GIVEN TASK » Exactly as given, write out the lines from the one containing "Put a marker on each instance of the green grass" through the end of the listing, with both ends included and nothing else.

INPUT FOR THIS TASK »
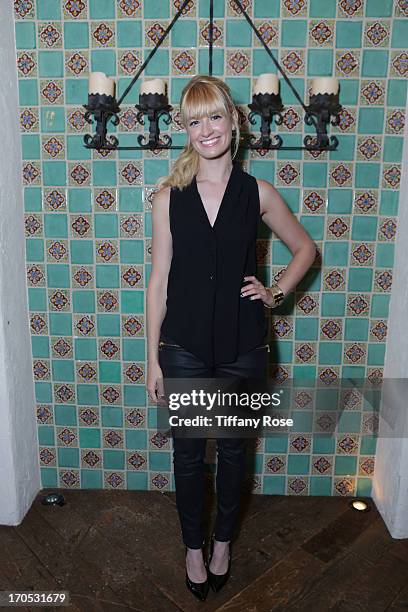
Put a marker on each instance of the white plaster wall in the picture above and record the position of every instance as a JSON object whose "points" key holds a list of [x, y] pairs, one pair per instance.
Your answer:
{"points": [[19, 466], [390, 484]]}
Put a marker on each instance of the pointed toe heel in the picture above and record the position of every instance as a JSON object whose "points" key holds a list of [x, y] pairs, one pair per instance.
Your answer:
{"points": [[217, 581], [198, 589]]}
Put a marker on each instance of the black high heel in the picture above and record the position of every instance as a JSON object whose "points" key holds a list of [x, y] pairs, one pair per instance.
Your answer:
{"points": [[217, 581], [199, 589]]}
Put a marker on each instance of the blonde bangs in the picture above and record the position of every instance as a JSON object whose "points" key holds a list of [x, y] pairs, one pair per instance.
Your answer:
{"points": [[203, 100]]}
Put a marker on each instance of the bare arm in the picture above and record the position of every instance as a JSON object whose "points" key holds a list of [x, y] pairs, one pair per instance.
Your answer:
{"points": [[276, 214], [162, 250]]}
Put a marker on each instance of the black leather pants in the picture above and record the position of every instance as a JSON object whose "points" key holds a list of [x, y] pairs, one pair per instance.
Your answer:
{"points": [[188, 453]]}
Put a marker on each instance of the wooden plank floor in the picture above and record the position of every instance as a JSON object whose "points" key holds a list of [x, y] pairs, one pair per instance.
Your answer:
{"points": [[122, 550]]}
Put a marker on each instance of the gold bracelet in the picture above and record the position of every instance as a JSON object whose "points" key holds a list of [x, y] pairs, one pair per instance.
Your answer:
{"points": [[277, 295]]}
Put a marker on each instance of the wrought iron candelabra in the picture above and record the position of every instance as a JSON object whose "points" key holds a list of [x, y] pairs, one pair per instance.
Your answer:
{"points": [[323, 109]]}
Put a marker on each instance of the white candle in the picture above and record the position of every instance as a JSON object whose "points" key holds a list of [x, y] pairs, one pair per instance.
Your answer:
{"points": [[325, 85], [100, 83], [267, 83], [153, 86]]}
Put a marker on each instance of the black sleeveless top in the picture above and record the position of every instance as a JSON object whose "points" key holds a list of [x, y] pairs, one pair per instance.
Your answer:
{"points": [[205, 313]]}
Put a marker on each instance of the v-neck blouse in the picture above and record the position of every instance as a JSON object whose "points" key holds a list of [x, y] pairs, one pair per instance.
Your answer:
{"points": [[205, 313]]}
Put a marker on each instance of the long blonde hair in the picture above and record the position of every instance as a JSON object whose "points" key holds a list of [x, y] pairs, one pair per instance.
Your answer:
{"points": [[203, 96]]}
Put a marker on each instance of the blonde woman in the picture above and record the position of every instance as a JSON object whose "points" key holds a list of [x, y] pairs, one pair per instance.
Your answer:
{"points": [[205, 304]]}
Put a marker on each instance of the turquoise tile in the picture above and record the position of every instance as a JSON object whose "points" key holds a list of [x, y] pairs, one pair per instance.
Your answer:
{"points": [[34, 249], [76, 35], [76, 91], [30, 144], [389, 202], [159, 63], [60, 323], [298, 464], [32, 199], [384, 256], [154, 169], [375, 63], [68, 457], [399, 33], [367, 175], [370, 120], [320, 485], [54, 173], [107, 276], [52, 119], [81, 251], [393, 148], [156, 10], [58, 275], [83, 301], [104, 60], [113, 459], [130, 199], [37, 299], [48, 9], [64, 415], [87, 395], [375, 354], [28, 92], [129, 33], [240, 89], [314, 174], [262, 170], [218, 62], [102, 9], [79, 200], [346, 148], [76, 149], [136, 482], [50, 63], [184, 33], [349, 91], [261, 63], [356, 329], [63, 370], [108, 324], [345, 465], [322, 8], [131, 251], [340, 201], [314, 226], [396, 92], [380, 306], [333, 304], [104, 173], [109, 372], [131, 302], [319, 62], [219, 8], [378, 8], [330, 353], [25, 35], [364, 227], [133, 349], [40, 346], [360, 279], [274, 485], [293, 32]]}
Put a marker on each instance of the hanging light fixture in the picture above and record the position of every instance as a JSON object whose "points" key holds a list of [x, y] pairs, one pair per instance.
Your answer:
{"points": [[323, 108]]}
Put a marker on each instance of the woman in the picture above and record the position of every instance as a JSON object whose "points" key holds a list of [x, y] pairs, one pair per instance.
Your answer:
{"points": [[205, 314]]}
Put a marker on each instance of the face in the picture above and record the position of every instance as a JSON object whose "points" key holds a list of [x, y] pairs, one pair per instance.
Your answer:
{"points": [[210, 136]]}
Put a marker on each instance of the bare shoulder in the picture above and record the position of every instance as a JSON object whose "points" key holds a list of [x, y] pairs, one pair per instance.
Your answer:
{"points": [[267, 194]]}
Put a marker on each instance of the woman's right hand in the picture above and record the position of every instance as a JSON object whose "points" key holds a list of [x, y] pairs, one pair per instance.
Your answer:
{"points": [[154, 384]]}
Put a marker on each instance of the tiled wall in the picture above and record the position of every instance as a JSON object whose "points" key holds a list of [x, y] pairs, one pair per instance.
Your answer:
{"points": [[88, 225]]}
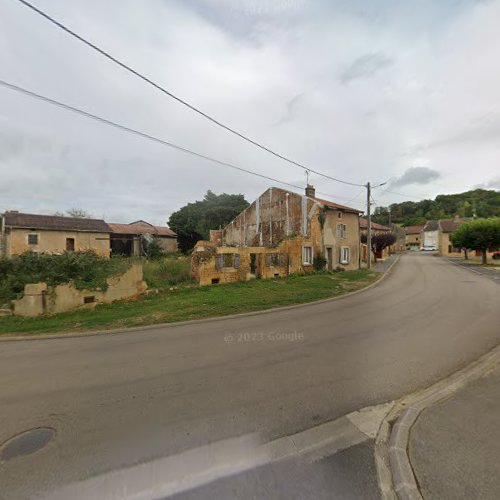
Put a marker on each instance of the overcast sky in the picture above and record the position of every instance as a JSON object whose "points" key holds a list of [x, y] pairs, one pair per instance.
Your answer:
{"points": [[370, 90]]}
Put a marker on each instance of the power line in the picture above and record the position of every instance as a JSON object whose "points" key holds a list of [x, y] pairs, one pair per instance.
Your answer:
{"points": [[173, 96], [137, 132]]}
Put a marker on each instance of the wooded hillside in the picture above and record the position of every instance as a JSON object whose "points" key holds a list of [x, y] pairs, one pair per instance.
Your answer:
{"points": [[479, 202]]}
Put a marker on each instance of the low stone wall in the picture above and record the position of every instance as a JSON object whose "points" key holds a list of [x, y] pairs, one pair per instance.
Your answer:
{"points": [[40, 299]]}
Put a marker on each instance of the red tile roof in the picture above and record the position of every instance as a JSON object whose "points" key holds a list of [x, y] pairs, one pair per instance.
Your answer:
{"points": [[413, 229], [337, 206], [141, 227], [54, 222], [450, 225], [363, 224]]}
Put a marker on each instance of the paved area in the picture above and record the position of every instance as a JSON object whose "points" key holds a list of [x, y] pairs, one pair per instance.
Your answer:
{"points": [[347, 475], [121, 399], [383, 266], [490, 272], [455, 445]]}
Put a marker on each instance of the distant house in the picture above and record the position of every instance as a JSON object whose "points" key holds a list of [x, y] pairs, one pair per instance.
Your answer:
{"points": [[131, 239], [22, 232], [430, 235], [376, 229], [413, 239], [280, 233], [446, 228]]}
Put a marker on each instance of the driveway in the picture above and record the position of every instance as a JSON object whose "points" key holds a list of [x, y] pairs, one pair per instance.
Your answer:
{"points": [[119, 399]]}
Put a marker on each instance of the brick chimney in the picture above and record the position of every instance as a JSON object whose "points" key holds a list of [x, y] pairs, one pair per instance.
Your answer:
{"points": [[310, 191]]}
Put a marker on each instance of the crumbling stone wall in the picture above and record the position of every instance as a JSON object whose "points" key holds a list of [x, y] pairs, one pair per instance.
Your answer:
{"points": [[40, 299]]}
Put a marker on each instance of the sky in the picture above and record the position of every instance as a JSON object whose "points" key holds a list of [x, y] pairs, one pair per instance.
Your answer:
{"points": [[405, 93]]}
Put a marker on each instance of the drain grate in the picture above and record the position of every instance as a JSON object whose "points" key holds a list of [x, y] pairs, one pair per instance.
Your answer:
{"points": [[27, 442]]}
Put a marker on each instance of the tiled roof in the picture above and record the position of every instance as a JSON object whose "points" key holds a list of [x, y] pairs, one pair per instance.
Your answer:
{"points": [[54, 222], [141, 227], [413, 229], [450, 225], [337, 206], [431, 225], [363, 224]]}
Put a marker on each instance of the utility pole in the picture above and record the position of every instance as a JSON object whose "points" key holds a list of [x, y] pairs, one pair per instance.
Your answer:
{"points": [[369, 230]]}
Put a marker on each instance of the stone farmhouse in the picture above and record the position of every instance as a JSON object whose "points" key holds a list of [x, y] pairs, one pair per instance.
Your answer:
{"points": [[21, 232], [279, 234]]}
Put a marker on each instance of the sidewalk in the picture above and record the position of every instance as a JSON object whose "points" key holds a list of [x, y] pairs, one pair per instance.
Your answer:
{"points": [[454, 446]]}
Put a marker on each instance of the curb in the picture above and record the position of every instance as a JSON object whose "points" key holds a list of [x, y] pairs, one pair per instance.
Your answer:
{"points": [[34, 337], [395, 474]]}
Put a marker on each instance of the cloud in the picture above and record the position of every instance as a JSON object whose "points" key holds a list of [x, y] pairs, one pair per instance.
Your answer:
{"points": [[366, 66], [416, 175], [248, 65], [493, 183]]}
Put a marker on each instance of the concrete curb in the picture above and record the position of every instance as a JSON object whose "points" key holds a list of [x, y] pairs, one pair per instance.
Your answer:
{"points": [[395, 474], [35, 337]]}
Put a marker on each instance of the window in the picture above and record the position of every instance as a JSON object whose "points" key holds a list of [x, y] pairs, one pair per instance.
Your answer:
{"points": [[227, 260], [218, 261], [344, 255], [70, 244], [307, 255], [275, 259], [32, 239]]}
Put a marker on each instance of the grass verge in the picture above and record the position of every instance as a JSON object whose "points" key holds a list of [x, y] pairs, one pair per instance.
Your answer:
{"points": [[190, 303]]}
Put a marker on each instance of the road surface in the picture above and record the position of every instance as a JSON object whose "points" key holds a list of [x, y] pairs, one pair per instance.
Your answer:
{"points": [[121, 399]]}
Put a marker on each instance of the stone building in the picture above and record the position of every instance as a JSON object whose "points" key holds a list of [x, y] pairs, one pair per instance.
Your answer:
{"points": [[414, 239], [280, 233], [132, 239], [376, 229], [51, 234], [20, 232]]}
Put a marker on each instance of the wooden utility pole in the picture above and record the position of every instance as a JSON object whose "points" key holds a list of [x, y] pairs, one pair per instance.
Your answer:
{"points": [[369, 229]]}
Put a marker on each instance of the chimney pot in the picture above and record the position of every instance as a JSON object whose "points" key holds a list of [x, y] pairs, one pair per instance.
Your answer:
{"points": [[310, 191]]}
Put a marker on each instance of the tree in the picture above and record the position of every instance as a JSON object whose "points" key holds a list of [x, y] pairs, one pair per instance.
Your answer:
{"points": [[194, 221], [482, 235], [79, 213], [380, 241]]}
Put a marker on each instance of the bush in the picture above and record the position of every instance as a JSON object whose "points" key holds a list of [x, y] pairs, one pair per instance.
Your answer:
{"points": [[154, 250], [86, 269], [319, 262], [167, 272]]}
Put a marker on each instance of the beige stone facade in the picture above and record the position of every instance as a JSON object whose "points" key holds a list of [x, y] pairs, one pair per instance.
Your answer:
{"points": [[279, 234], [39, 299], [20, 240]]}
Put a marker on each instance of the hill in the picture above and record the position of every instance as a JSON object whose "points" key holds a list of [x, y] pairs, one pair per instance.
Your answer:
{"points": [[479, 202]]}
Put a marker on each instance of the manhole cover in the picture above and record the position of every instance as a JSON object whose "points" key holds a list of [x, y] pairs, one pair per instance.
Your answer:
{"points": [[27, 442]]}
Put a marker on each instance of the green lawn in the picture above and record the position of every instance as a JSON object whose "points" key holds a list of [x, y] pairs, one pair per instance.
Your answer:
{"points": [[192, 302]]}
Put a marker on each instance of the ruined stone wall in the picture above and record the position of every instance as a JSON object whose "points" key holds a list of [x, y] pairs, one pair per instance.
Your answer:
{"points": [[275, 215], [39, 299], [55, 241]]}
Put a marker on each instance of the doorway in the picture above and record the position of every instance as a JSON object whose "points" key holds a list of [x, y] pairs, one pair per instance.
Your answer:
{"points": [[329, 258], [70, 244]]}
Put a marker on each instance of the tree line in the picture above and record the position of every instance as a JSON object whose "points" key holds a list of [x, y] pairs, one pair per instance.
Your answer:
{"points": [[481, 203]]}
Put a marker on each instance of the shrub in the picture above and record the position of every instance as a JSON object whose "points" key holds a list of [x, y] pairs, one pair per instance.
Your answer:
{"points": [[167, 272], [86, 269], [154, 250]]}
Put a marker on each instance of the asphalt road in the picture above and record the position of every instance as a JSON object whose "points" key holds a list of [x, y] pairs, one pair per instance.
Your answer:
{"points": [[120, 399]]}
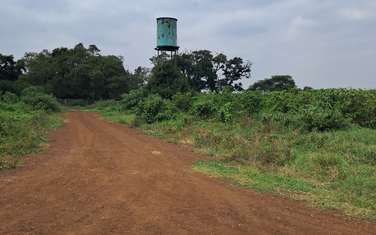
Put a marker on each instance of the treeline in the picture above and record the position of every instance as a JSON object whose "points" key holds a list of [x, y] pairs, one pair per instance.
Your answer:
{"points": [[83, 73]]}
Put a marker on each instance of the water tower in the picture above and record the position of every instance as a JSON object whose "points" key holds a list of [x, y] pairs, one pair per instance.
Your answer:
{"points": [[167, 38]]}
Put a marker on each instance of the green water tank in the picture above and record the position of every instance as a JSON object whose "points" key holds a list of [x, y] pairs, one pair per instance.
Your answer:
{"points": [[167, 34]]}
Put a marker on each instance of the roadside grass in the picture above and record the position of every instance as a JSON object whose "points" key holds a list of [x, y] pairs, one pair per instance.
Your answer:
{"points": [[23, 131], [330, 169]]}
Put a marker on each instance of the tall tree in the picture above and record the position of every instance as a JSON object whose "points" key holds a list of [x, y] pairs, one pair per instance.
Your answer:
{"points": [[275, 83]]}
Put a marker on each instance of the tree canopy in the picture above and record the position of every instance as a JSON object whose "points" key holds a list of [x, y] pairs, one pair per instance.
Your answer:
{"points": [[275, 83]]}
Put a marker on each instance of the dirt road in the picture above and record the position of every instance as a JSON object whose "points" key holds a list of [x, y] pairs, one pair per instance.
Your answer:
{"points": [[103, 178]]}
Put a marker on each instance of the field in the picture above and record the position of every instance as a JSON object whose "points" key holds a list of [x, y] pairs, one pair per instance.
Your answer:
{"points": [[24, 125], [317, 146]]}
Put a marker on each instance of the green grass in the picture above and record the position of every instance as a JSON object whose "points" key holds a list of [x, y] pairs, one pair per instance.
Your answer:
{"points": [[23, 131], [332, 169]]}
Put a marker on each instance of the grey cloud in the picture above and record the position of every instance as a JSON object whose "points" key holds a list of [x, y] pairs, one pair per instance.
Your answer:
{"points": [[322, 43]]}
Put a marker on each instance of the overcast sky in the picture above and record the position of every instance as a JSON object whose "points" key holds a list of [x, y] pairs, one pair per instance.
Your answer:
{"points": [[321, 43]]}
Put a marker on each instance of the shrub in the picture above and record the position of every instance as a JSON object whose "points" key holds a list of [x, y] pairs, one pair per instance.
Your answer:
{"points": [[250, 102], [272, 151], [131, 100], [9, 98], [204, 108], [225, 113], [41, 101], [322, 119], [183, 101]]}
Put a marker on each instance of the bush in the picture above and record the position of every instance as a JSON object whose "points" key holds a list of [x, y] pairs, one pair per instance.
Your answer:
{"points": [[225, 113], [183, 101], [322, 119], [40, 101], [272, 151], [204, 108], [250, 102], [131, 100], [155, 108], [9, 98]]}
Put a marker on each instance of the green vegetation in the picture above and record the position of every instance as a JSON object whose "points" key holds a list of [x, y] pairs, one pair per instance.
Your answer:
{"points": [[24, 124], [313, 145]]}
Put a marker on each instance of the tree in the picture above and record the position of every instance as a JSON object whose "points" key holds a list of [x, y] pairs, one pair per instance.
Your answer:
{"points": [[167, 79], [275, 83], [10, 69], [206, 71]]}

SOLVED EXERCISE »
Put a marker on each instance of the green grass in the picture above and record the position of every instance as a JSON object whose "points" key holds a list of [x, y] pairs, one pair per instance.
Your answer:
{"points": [[23, 131], [332, 169]]}
Put a marker on each instance of the grey cloud in the picture above and record the position of every instance as a JSON object whose "points" key holds a list of [x, y] pairs, one pair per instance.
Your answer:
{"points": [[322, 43]]}
Put a marker on each instance of the overcast sky in the picture above and record the position of every instance as a JSON object whose "points" key holds a list of [x, y] pairs, one pair per instance.
Your answer:
{"points": [[321, 43]]}
Put a marker on each instance of the shrub in the picture above and record the position of every instance as a JSON object whose "points" key holds a list of [x, y] pairs, one pair per instance.
Your answer:
{"points": [[250, 102], [272, 151], [131, 100], [9, 98], [204, 108], [225, 113], [41, 101], [322, 119], [183, 101]]}
Put a marker on each instance of the bush in the picture above and record the position of every instance as a JSON object whose "points" key holds a list of [x, y] pairs, one pair per instance.
Your answer:
{"points": [[225, 113], [183, 101], [322, 119], [40, 101], [272, 151], [204, 108], [250, 102], [131, 100], [155, 108], [9, 98]]}
Put a marker on each instance of the green vegetation in the picture above and record the position of every instance as a JSON object whose "points" key holds a list of [x, y] pairs, one pair per instance.
Your answer:
{"points": [[24, 124], [313, 145]]}
Put a marker on each instance of the tree in the picture above and record the position of every instance as a JSON object whose "points" key holds a list of [x, y] pairs, one pair per instance.
Your answer:
{"points": [[167, 79], [275, 83], [10, 69], [206, 71]]}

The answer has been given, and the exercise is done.